# Set of tasks:
**A)** Using the passage on HIV care in Victoria and South Australia, explain in one to three sentences why the NWMPHN CEO says VHHITAL will improve access to care.
**B)** Answer these questions from the passage on HIV care in Victoria and South Australia.
(i) Which organization runs the VHHITAL program?
(ii) Who raised the private members motion on HIV treatment in the South Australian Legislative Council?
(iii) On what date was that motion passed?
**C)** Continue the passage on HIV care in Victoria and South Australia from its last sentence.

(Passage provided begins)

The new VHHITAL program which will deliver comprehensive prescriber training and support for the general practice workforce across Victoria  is run by the North Western Melbourne Primary Health Network (NWMPHN), and partnered with the Australasian Society for HIV, Viral Hepatitis and Sexual Health Medicine, Peter Doherty Institute for Infection and Immunity, Alfred Health and the Victorian PHN Alliance.

"Primary care practitioners play a critical role in preventing, testing for and treating HIV," NWMPHN CEO Associate Professor Christopher Carter said. "VHHITAL will help ensure more GPs are able to play this role, improving access to care and health outcomes for the community. With the right support and training, and the new treatment and prevention tools we have, we can reach the goal of making HIV and AIDS a thing of the past."

See also:

Media Release - VHHITAL on the fast track to an AIDS free future on 1 December 2016

Media Release - Expanded HIV prevention and care in Victoria on 1 December 2016


In South Australia: PrEP trial is announced

On 30 November, the private members motion raised by the Hon. Tammy Franks (Member of the South Australian Legislative Council) on HIV treatment was passed in the Legislative Council with support by the South Australia government, thereby making milestone progress towards the implementation of PrEP access in South Australia. The statement below is from the Hon. G.E. Gago (Minister for Employment) via Hansard:

"On behalf of the [South Australia] government, I rise to support this motion, and congratulate the government on its announcement earlier today that South Australians at high risk of contracting HIV will be able to take part in the trial of PrEP (or pre-exposure prophylaxis).

(Passage provided ends)
(Dataset entries begins)

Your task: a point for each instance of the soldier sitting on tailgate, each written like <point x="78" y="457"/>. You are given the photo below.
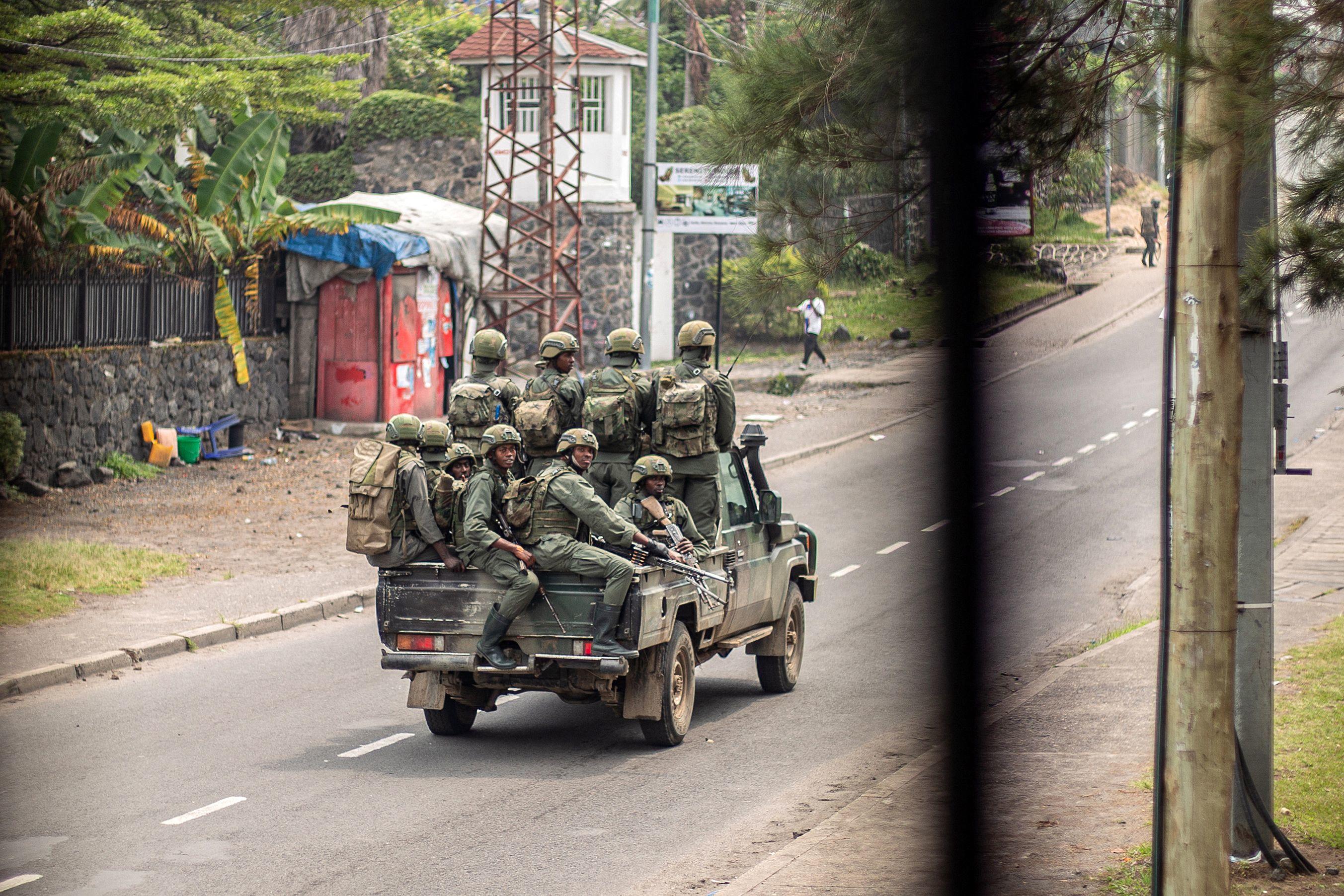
<point x="416" y="536"/>
<point x="649" y="479"/>
<point x="561" y="511"/>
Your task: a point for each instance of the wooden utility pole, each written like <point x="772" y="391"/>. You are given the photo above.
<point x="1205" y="473"/>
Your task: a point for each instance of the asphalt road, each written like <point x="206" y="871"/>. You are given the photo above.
<point x="548" y="797"/>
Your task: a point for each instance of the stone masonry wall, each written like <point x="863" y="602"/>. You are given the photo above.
<point x="79" y="405"/>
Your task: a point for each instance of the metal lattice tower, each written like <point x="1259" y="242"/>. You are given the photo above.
<point x="531" y="73"/>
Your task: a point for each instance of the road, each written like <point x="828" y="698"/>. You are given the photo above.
<point x="548" y="797"/>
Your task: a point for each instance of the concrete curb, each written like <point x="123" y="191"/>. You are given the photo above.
<point x="193" y="641"/>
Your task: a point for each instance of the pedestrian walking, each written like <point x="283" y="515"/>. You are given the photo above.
<point x="813" y="309"/>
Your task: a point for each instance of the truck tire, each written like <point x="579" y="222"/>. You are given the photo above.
<point x="453" y="719"/>
<point x="678" y="692"/>
<point x="779" y="675"/>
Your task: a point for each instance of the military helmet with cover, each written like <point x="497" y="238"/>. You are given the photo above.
<point x="489" y="344"/>
<point x="558" y="343"/>
<point x="649" y="465"/>
<point x="624" y="339"/>
<point x="573" y="439"/>
<point x="405" y="428"/>
<point x="695" y="335"/>
<point x="498" y="436"/>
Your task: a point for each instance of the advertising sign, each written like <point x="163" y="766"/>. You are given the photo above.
<point x="705" y="199"/>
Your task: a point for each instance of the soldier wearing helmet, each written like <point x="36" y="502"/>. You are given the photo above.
<point x="694" y="418"/>
<point x="416" y="535"/>
<point x="483" y="398"/>
<point x="552" y="402"/>
<point x="651" y="476"/>
<point x="484" y="540"/>
<point x="616" y="403"/>
<point x="563" y="512"/>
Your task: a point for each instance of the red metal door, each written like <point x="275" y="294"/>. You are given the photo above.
<point x="347" y="351"/>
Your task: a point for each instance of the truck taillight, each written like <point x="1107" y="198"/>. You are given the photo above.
<point x="420" y="643"/>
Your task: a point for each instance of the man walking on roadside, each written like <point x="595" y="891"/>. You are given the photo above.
<point x="813" y="308"/>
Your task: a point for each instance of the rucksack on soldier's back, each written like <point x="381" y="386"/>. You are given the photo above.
<point x="373" y="488"/>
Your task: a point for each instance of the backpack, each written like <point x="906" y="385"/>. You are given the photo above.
<point x="538" y="418"/>
<point x="612" y="410"/>
<point x="686" y="417"/>
<point x="373" y="489"/>
<point x="475" y="406"/>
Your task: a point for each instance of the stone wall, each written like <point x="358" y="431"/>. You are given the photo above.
<point x="79" y="405"/>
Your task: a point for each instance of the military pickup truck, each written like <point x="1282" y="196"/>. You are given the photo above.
<point x="429" y="621"/>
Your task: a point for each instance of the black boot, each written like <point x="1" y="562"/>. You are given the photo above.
<point x="488" y="648"/>
<point x="604" y="624"/>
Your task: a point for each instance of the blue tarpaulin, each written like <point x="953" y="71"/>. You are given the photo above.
<point x="362" y="246"/>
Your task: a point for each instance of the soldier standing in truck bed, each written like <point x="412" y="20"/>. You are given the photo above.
<point x="694" y="417"/>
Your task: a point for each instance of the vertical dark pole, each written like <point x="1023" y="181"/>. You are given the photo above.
<point x="718" y="305"/>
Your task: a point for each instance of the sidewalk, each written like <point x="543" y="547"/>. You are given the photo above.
<point x="1069" y="755"/>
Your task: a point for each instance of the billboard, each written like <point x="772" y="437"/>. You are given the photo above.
<point x="706" y="199"/>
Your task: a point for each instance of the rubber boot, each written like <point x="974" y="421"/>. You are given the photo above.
<point x="604" y="625"/>
<point x="488" y="648"/>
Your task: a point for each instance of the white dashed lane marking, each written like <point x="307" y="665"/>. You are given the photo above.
<point x="378" y="745"/>
<point x="205" y="811"/>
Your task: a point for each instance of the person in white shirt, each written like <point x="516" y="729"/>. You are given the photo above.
<point x="813" y="308"/>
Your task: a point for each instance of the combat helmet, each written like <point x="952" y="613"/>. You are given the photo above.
<point x="405" y="428"/>
<point x="498" y="436"/>
<point x="649" y="465"/>
<point x="489" y="344"/>
<point x="624" y="339"/>
<point x="435" y="441"/>
<point x="573" y="439"/>
<point x="695" y="335"/>
<point x="558" y="343"/>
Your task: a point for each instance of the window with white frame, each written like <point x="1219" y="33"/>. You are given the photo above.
<point x="529" y="102"/>
<point x="593" y="102"/>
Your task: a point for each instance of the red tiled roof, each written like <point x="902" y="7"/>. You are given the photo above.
<point x="477" y="46"/>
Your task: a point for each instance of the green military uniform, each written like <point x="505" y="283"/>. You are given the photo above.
<point x="565" y="508"/>
<point x="630" y="508"/>
<point x="569" y="393"/>
<point x="697" y="476"/>
<point x="413" y="516"/>
<point x="480" y="503"/>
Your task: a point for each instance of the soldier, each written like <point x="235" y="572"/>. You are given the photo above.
<point x="433" y="452"/>
<point x="565" y="510"/>
<point x="485" y="548"/>
<point x="451" y="489"/>
<point x="416" y="536"/>
<point x="483" y="398"/>
<point x="616" y="402"/>
<point x="694" y="417"/>
<point x="649" y="477"/>
<point x="552" y="402"/>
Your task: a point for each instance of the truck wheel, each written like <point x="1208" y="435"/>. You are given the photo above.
<point x="678" y="692"/>
<point x="453" y="719"/>
<point x="779" y="675"/>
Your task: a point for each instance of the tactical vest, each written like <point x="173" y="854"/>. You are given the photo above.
<point x="538" y="417"/>
<point x="686" y="416"/>
<point x="612" y="410"/>
<point x="403" y="522"/>
<point x="475" y="406"/>
<point x="546" y="521"/>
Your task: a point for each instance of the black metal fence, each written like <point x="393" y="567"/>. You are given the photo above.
<point x="97" y="308"/>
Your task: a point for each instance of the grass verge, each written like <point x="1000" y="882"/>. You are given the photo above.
<point x="1310" y="739"/>
<point x="41" y="578"/>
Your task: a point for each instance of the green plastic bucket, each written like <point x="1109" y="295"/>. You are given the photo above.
<point x="189" y="448"/>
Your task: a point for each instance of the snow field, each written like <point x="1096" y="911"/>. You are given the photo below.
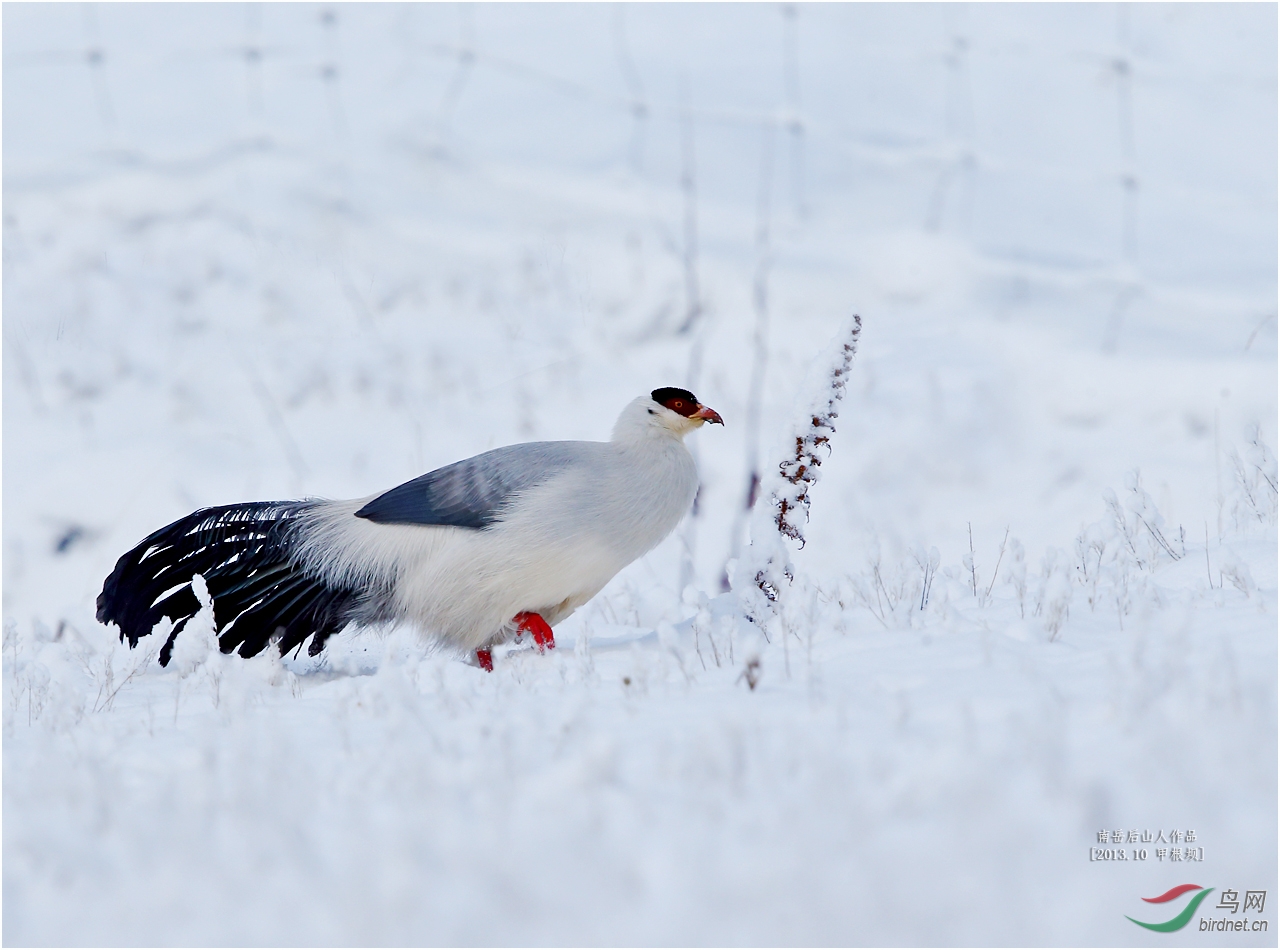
<point x="359" y="254"/>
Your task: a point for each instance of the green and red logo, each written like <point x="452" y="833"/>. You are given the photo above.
<point x="1183" y="918"/>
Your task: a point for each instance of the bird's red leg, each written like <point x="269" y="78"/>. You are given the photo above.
<point x="543" y="636"/>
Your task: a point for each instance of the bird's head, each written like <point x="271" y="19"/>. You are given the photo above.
<point x="667" y="411"/>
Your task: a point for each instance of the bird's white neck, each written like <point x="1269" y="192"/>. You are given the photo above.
<point x="639" y="424"/>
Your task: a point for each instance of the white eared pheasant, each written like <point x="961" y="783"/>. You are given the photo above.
<point x="475" y="553"/>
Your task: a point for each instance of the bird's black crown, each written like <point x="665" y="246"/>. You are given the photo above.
<point x="676" y="400"/>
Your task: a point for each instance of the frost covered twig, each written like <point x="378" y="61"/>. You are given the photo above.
<point x="766" y="567"/>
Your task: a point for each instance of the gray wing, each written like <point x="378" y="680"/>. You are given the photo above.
<point x="474" y="492"/>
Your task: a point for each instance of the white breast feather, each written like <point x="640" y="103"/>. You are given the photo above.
<point x="557" y="546"/>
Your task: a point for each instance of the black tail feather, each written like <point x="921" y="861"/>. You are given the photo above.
<point x="247" y="555"/>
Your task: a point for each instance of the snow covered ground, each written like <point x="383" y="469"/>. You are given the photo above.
<point x="275" y="251"/>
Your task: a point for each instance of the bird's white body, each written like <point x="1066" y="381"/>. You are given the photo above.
<point x="557" y="546"/>
<point x="512" y="539"/>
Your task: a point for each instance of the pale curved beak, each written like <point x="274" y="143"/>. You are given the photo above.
<point x="708" y="415"/>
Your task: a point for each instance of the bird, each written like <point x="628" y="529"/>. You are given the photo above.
<point x="474" y="555"/>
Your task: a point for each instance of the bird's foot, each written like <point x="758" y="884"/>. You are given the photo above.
<point x="543" y="636"/>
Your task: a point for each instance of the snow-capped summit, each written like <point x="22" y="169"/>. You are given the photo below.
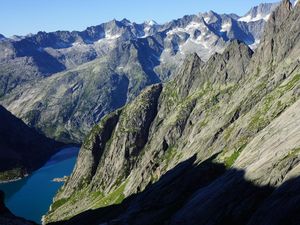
<point x="151" y="23"/>
<point x="260" y="12"/>
<point x="2" y="37"/>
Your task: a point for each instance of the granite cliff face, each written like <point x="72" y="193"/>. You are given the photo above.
<point x="7" y="218"/>
<point x="63" y="83"/>
<point x="22" y="149"/>
<point x="218" y="144"/>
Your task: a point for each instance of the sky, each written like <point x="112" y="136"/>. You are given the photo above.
<point x="21" y="17"/>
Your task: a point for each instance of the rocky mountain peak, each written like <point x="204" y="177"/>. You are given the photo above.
<point x="260" y="12"/>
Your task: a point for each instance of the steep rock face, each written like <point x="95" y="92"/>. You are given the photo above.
<point x="210" y="139"/>
<point x="22" y="149"/>
<point x="85" y="75"/>
<point x="67" y="105"/>
<point x="111" y="151"/>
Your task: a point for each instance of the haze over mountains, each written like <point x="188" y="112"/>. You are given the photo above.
<point x="213" y="139"/>
<point x="217" y="144"/>
<point x="62" y="83"/>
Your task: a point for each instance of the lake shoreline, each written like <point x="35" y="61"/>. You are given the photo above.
<point x="38" y="187"/>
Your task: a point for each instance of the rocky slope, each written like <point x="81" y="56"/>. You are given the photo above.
<point x="7" y="218"/>
<point x="218" y="144"/>
<point x="62" y="83"/>
<point x="22" y="149"/>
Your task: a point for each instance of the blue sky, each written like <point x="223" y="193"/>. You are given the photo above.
<point x="21" y="17"/>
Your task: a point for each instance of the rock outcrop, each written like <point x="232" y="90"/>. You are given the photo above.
<point x="7" y="218"/>
<point x="62" y="83"/>
<point x="22" y="149"/>
<point x="220" y="146"/>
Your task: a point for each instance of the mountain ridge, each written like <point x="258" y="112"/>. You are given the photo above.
<point x="117" y="58"/>
<point x="236" y="113"/>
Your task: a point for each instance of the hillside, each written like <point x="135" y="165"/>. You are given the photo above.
<point x="218" y="144"/>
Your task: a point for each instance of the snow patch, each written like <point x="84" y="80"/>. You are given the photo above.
<point x="225" y="27"/>
<point x="258" y="17"/>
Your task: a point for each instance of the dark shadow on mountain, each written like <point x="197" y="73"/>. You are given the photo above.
<point x="207" y="193"/>
<point x="11" y="190"/>
<point x="7" y="218"/>
<point x="46" y="63"/>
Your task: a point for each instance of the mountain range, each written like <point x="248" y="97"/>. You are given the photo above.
<point x="62" y="83"/>
<point x="217" y="144"/>
<point x="22" y="149"/>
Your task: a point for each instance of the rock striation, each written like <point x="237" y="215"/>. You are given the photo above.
<point x="62" y="83"/>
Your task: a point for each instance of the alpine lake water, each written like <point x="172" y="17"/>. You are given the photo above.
<point x="31" y="197"/>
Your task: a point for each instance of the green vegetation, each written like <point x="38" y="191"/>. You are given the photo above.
<point x="115" y="197"/>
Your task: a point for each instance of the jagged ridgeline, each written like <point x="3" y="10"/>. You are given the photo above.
<point x="218" y="144"/>
<point x="63" y="83"/>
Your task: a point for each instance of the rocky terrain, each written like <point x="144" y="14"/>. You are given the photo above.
<point x="22" y="149"/>
<point x="7" y="218"/>
<point x="63" y="83"/>
<point x="217" y="144"/>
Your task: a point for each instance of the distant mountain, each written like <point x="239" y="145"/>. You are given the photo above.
<point x="64" y="82"/>
<point x="218" y="144"/>
<point x="22" y="149"/>
<point x="261" y="12"/>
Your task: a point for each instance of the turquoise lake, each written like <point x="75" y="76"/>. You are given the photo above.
<point x="31" y="197"/>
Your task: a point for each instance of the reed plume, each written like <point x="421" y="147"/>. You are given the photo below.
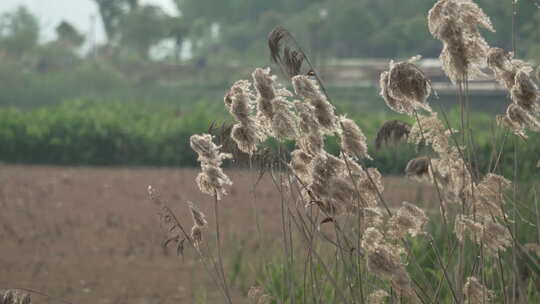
<point x="310" y="91"/>
<point x="212" y="180"/>
<point x="405" y="88"/>
<point x="353" y="140"/>
<point x="456" y="23"/>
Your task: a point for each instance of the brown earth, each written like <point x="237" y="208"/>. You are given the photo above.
<point x="90" y="235"/>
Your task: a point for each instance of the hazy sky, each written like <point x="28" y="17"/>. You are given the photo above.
<point x="77" y="12"/>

(Dataset entries ends)

# Answers per task:
**A)** Primary care practitioners play a critical role in preventing, testing for and treating HIV. VHHITAL will help more GPs take on this role, which improves access to care and health outcomes for the community.

**B)**
(i) The North Western Melbourne Primary Health Network (NWMPHN).
(ii) The Hon. Tammy Franks, Member of the South Australian Legislative Council.
(iii) 30 November.

**C)**
Without doubt, PrEP is a game-changer and expanding access will be integral in reaching the goal of no new HIV infections. South Australia's participation in this trial is a proactive measure which has both emotional and financial benefits for those in high-risk groups. It also provides benefits to our state by helping reduce the rate of infection and, of course, the huge costs associated with treating those with a HIV infection. The government is committed to providing the very best possible health care for all South Australians, and our participation in the trial is yet another example of this, with other states, including Victoria, New South Wales and Queensland, also taking part in this trial.

The government rises to support this important motion and congratulates the Hon. Tammy Franks for providing leadership on this particular policy matter."

South Australian Premier Jay Weatherill said, "This is an important new trial for prevention medication for HIV. It will provide those South Australians living at risk of transmitting HIV with access to an additional effective prevention method," adding that, "The State Government is committed to providing the best possible health care for South Australians and our impending trial of this valuable medication is another example of this."

ASHM President, Professor Mark Boyd, who is also Chair of Medicine at Lyell McEwin Hospital, University of Adelaide,  congratulated the South Australian government: "Building on the catalytic dialogue  during the 2016 Australasian HIV&AIDS conference recently held in Adelaide, the government, in partnership with community advocates, public health and  research experts, has taken a very much needed and hugely welcome step in providing this proven and highly effective public health intervention to most-at-risk South Australians".

See also:  Media Release - SA announces HIV prevention drug trial on 29 November 2016


Further afield in our Region

Levinia Crooks, ASHM CEO, is currently in Singapore at the Asia Pacific HIV Practice Course – a training course designed to improve the knowledge and skills of Health Care Workers within the HIV sector throughout the Asia and Pacific Regions. The course, held in conjunction with the 10th Singapore AIDS Conference at the National University Hospital, has 45 course attendees in a comprehensive program that includes sessions on Stigma and Discrimination, some presented by Levinia.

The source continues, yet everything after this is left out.